● SUPPLIED MATERIAL:
## BEGIN
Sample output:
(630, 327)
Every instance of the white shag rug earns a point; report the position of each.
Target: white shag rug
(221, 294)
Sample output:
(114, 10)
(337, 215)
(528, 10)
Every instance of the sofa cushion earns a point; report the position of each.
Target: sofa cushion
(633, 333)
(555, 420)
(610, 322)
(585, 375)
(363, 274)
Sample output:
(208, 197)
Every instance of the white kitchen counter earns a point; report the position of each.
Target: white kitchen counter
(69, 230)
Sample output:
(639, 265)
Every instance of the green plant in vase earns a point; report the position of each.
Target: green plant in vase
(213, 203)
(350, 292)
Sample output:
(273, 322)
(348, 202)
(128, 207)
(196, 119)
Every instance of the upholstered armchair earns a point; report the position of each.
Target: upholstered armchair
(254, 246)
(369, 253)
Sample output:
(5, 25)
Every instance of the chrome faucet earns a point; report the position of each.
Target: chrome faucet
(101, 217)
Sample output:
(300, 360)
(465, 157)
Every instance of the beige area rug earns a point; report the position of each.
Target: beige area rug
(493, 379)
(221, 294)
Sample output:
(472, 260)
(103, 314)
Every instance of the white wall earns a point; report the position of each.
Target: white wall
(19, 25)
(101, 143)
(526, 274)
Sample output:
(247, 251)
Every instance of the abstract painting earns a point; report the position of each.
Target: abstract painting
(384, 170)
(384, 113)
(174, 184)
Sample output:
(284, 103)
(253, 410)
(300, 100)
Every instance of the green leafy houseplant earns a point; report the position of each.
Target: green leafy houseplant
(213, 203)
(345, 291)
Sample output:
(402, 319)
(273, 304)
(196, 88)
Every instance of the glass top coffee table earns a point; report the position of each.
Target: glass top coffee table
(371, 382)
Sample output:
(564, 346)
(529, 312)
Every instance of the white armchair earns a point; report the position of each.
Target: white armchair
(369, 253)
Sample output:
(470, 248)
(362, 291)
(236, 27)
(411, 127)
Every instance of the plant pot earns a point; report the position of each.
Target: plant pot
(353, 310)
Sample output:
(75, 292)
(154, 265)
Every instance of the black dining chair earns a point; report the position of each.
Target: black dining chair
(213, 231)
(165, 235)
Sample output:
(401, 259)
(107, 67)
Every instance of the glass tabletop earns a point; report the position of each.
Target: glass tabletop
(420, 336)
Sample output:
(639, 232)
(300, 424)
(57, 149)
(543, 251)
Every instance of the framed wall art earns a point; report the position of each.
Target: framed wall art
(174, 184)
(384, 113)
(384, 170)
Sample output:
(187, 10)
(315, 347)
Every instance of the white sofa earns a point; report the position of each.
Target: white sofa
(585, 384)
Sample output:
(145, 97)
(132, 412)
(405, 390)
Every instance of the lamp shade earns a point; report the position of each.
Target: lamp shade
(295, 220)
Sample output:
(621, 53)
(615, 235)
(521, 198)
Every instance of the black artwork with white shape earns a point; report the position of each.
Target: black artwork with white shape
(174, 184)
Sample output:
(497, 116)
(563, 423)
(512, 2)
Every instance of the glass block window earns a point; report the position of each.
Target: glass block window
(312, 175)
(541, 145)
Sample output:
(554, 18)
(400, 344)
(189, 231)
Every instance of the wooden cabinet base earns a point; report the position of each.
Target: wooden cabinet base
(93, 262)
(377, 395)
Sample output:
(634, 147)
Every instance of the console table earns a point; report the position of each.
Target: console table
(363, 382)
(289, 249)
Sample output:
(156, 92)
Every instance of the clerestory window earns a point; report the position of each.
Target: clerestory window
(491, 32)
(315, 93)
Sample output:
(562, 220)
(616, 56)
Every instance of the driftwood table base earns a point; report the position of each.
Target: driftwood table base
## END
● WRITTEN PROBLEM:
Pull out every line in the data above that contains the string "clerestory".

● EXERCISE ANSWER:
Every instance of the clerestory window earns a point; report the position of each.
Target: clerestory window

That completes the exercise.